*REQUIREMENT 1*
Write out the stretch of the Clinton prison escape passage from "Kirkpatrick–who most recently" through "taking place again.", word for word.
*REQUIREMENT 2*
Extend the passage about the Clinton prison escape with the part that would come next after its final sentence.

*READING PASSAGE*
_ _ _ _
Kirkpatrick–who has thirty years of experience in the state corrections system–will be tasked with sweeping overhauls at the maximum-security prison, in the aftermath of a sensational escape by two convicted killers June 6th. A 23-day manhunt  ended this past Sunday with the second inmate, David Sweat, shot and captured near the Canadian border–two days after his fellow escapee, Richard Matt, was fatally shot by a Border Patrol tactical team in Malone, New York.

Kirkpatrick–who most recently served as First Deputy Superintendent at the Elmira Correctional Facility–replaces Clinton Superintendent Steven Racette, who had toured the inmate escape route with Governor Andrew Cuomo on June 6th. Racette was placed on administrative leave with eleven, other Clinton employees on Tuesday this week.  Two other Clinton employees have been arrested, accused of promoting prison contraband and other crimes.

The Department of Corrections also announced some major initiatives it has started at Clinton to prevent another, jaw-dropping security lapse from taking place again.

Security gates are now being installed in the prison tunnels. Sweat and Matt managed to cut through steam pipes and a brick wall to make their way to a manhole, which took them to a street outside the facility’s mammoth walls.
_ _ _ _
*RECORDS SHOWN*
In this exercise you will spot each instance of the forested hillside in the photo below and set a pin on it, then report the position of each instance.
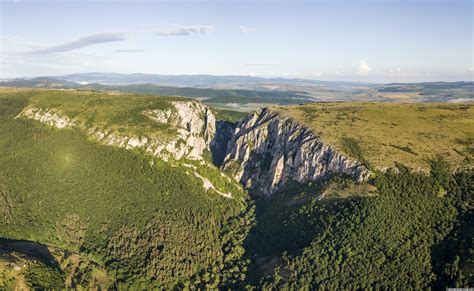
(146, 222)
(356, 199)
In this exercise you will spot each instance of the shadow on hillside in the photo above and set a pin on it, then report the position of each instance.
(280, 229)
(29, 250)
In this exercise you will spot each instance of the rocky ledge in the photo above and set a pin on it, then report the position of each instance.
(194, 122)
(268, 149)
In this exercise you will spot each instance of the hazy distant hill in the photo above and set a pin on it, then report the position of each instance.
(187, 80)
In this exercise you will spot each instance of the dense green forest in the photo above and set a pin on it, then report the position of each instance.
(146, 222)
(416, 232)
(124, 220)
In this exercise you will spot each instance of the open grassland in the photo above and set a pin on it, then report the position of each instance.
(381, 134)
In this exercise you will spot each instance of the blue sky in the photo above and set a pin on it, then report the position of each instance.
(381, 41)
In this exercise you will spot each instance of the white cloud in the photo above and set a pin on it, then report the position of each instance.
(363, 68)
(247, 30)
(81, 42)
(182, 30)
(129, 51)
(263, 65)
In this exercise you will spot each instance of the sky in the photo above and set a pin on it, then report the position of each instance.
(375, 41)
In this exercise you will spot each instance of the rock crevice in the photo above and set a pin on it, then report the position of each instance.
(268, 149)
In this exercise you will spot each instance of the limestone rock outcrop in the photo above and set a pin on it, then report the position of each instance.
(268, 149)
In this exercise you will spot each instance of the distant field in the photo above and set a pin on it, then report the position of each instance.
(381, 134)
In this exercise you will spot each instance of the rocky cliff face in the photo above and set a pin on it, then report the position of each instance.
(194, 123)
(268, 149)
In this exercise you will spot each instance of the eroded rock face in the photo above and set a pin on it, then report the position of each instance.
(52, 117)
(268, 149)
(194, 122)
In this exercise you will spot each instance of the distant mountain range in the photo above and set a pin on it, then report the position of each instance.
(232, 92)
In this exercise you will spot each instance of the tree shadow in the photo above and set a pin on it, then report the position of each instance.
(29, 250)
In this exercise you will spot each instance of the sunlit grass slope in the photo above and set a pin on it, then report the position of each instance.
(381, 134)
(147, 222)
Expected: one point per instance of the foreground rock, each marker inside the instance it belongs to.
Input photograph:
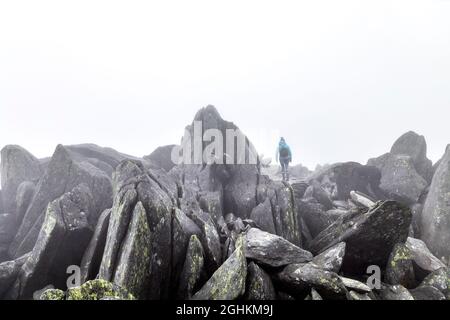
_ _ _ _
*RESPONSE BOX 1*
Kirkpatrick–who most recently served as First Deputy Superintendent at the Elmira Correctional Facility–replaces Clinton Superintendent Steven Racette, who had toured the inmate escape route with Governor Andrew Cuomo on June 6th. Racette was placed on administrative leave with eleven, other Clinton employees on Tuesday this week.  Two other Clinton employees have been arrested, accused of promoting prison contraband and other crimes.

The Department of Corrections also announced some major initiatives it has started at Clinton to prevent another, jaw-dropping security lapse from taking place again.

*RESPONSE BOX 2*
An inspection of every cell’s “integrity” will now be performed once a week, overseen by a senior member of the security staff. This will include reviewing the catwalk behind all the cells. Matt and Sweat were able to cut thru steel vents at the back of their adjacent cells to get to the catwalk–and even do a “dry run” the night before their daring escape.

A member of Clinton’s Executive Team (rank of captain or higher) will have to be present during the 11 pm to 7 am shift. The killers escaped sometime after a 10:30 pm “bed check” on Friday, June 5th.

A member of the Executive Team will have to be present to make a visual inspection, as staff performs inmate counts on all shifts.

Very significantly, corrections officers will be expected to check in with their “watch commander” every half hour, during the 11 pm to 7 am shift. Some former inmates at Clinton have said certain officers used to sleep on their posts, during night shifts.

There will be a large increase in the number of random, cell searches for contraband.

The FBI launched a wider-ranging corruption investigation this week, to look at allegations some officers and inmates may be involved in drug trafficking at Clinton. Former inmate, Erik Jensen, told PIX 11 Morning News Wednesday that some officers would take $100 or $200 bribes to “look the other way” when prisoners’ relatives brought narcotics into the facility. Another former prisoner, Louis Ferrante, told CNN heroin use is rampant in the state corrections system.

A “heart beat” detection monitor is being installed as of Wednesday, July 1st, to enhance vehicle searches.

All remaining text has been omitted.